[Challenge] Find every line below that contains the word "desk" and copy each one in full.

[Material provided]
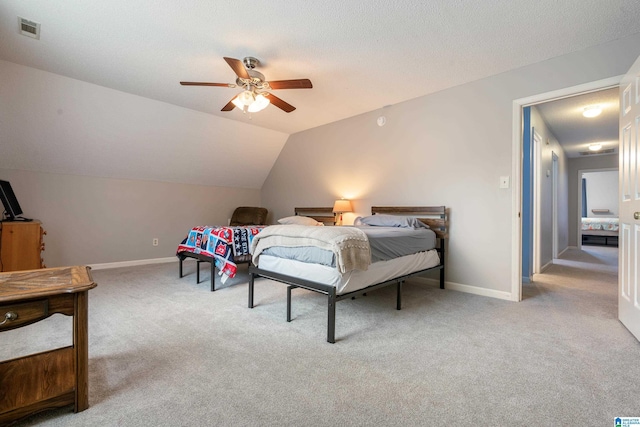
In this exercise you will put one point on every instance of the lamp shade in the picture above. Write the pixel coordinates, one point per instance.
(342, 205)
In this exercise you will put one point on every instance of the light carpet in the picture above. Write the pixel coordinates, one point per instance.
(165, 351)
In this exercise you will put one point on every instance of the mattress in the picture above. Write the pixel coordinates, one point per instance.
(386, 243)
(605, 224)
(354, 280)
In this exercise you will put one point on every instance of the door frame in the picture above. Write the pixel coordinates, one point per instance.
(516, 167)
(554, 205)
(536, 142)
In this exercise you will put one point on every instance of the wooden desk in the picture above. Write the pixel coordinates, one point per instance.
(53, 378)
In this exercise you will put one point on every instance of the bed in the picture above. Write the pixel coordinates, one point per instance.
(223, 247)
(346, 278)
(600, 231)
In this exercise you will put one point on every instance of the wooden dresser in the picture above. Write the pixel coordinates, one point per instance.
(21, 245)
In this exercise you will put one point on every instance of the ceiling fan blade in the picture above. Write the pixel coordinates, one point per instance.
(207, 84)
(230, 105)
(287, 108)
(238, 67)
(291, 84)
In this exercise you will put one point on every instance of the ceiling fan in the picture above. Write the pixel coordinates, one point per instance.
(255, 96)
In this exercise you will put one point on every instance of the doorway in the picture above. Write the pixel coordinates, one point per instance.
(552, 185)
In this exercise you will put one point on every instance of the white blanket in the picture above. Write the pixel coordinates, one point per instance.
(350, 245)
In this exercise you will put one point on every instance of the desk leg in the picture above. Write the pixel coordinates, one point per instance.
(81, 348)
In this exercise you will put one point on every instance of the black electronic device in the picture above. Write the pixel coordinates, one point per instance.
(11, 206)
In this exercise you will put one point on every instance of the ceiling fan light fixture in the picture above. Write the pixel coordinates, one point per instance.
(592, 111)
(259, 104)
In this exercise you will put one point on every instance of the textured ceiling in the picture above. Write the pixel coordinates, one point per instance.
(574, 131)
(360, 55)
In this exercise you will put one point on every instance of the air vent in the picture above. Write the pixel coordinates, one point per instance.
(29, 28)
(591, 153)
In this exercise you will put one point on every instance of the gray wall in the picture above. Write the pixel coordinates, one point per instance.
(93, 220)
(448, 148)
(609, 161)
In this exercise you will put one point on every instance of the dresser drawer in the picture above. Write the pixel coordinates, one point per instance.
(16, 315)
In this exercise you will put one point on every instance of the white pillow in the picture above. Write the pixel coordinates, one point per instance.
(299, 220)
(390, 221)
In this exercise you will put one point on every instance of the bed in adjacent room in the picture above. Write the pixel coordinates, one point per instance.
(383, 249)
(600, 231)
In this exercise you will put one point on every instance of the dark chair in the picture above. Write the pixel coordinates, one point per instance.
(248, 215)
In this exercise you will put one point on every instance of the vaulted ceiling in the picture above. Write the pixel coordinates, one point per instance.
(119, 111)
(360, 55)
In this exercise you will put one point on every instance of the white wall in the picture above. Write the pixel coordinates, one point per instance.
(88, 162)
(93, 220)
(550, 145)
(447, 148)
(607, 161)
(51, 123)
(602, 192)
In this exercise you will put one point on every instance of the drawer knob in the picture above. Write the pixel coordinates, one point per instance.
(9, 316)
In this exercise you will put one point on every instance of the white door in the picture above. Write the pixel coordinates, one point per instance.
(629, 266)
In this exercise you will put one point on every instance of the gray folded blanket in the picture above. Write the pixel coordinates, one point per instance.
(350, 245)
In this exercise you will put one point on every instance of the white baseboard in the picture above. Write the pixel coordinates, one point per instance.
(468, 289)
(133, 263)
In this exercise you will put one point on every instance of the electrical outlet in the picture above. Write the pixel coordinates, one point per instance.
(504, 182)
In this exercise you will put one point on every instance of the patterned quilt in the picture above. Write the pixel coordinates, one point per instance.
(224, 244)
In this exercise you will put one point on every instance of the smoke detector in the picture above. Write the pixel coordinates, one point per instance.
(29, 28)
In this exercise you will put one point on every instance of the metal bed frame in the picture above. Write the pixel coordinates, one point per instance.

...

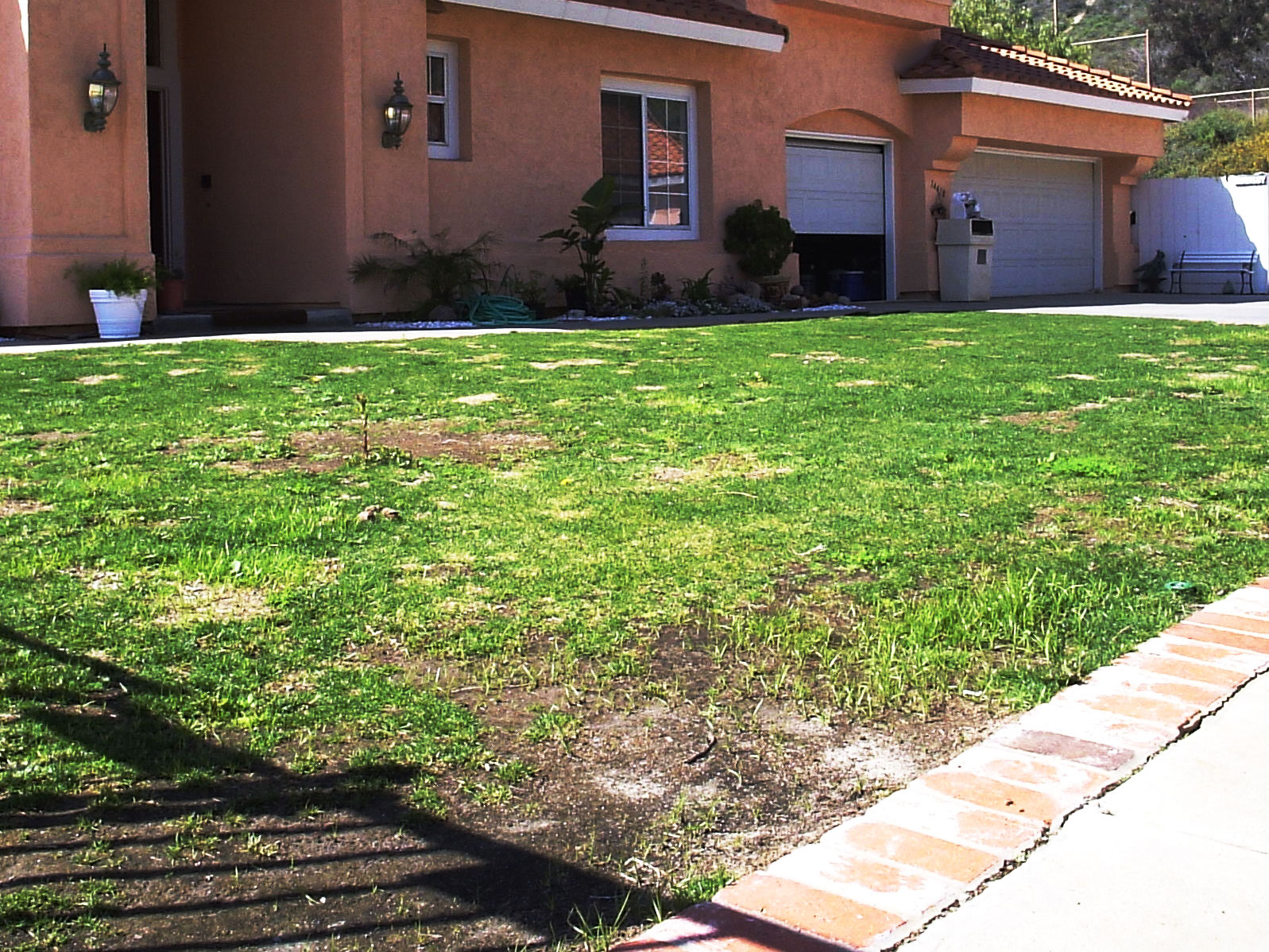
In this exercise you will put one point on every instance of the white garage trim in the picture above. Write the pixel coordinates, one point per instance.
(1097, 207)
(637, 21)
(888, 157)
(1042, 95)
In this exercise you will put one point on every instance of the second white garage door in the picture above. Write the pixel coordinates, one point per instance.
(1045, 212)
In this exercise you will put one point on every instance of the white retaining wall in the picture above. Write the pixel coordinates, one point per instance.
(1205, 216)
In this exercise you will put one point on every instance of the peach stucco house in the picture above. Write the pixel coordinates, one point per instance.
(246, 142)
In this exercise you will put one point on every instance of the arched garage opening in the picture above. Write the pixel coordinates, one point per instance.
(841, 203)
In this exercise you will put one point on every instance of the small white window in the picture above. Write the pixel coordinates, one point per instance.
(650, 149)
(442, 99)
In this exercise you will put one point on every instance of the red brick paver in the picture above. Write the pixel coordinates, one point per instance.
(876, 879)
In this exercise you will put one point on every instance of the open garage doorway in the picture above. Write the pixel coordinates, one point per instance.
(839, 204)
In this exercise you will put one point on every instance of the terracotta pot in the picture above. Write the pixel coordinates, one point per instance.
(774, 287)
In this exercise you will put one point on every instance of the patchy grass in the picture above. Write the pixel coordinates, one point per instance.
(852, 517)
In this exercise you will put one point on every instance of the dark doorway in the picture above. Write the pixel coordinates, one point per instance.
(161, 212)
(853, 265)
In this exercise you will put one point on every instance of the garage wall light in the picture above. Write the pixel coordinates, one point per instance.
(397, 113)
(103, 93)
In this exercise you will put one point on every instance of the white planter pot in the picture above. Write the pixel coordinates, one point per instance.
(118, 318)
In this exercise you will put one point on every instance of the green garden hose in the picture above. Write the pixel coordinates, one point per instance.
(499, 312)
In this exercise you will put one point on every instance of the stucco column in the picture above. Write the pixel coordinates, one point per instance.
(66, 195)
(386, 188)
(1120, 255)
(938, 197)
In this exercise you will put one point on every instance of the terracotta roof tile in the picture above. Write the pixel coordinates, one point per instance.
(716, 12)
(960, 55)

[The solution]
In this exercise you will put one point on every instance of the wooden desk in the picture above. Write the pixel coordinates, one point per instance.
In this exercise you will put one point on every instance of the desk leg in the picture above. Write the pixel coordinates, one point per instance.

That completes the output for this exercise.